## Work instructions
Show each line from the listing that includes the word "positive".

## Supplied entries
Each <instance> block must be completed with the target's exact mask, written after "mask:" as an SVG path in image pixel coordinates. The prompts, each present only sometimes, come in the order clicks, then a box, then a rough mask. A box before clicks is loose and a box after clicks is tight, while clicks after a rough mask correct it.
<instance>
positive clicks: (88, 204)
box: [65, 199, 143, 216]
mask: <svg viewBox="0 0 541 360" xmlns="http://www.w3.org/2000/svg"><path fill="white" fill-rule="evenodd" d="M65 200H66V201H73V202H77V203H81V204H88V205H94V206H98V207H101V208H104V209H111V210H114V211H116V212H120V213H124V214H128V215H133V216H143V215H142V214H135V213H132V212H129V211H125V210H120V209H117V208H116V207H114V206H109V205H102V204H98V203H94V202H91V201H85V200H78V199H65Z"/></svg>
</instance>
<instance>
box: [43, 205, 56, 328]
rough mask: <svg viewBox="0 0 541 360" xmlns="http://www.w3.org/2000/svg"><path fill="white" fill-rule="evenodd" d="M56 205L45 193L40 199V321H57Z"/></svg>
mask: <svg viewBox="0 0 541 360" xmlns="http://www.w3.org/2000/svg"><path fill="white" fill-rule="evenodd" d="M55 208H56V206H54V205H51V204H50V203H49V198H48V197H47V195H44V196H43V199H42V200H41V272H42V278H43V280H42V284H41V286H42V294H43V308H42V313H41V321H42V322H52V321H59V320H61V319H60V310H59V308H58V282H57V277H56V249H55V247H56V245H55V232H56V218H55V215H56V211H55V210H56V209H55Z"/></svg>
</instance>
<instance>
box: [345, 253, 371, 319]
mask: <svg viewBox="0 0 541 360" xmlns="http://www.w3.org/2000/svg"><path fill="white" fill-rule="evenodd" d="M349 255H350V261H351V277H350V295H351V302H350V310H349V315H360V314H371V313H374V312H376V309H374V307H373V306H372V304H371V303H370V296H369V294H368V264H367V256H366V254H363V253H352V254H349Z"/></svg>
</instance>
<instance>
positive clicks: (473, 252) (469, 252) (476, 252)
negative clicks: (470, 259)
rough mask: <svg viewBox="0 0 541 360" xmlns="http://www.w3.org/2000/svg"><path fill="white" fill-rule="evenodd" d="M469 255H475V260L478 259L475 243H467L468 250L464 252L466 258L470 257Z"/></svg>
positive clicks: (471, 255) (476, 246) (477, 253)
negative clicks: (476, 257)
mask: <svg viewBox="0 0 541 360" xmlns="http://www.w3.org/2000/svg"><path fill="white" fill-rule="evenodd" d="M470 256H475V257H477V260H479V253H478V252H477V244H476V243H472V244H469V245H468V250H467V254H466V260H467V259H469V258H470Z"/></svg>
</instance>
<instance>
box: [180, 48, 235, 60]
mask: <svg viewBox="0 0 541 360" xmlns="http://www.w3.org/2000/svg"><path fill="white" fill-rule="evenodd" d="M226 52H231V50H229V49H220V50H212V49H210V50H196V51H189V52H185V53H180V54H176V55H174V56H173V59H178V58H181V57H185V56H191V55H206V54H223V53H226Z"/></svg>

## Solution
positive clicks: (88, 204)
positive clicks: (473, 252) (469, 252) (476, 252)
positive clicks: (471, 255) (476, 246) (477, 253)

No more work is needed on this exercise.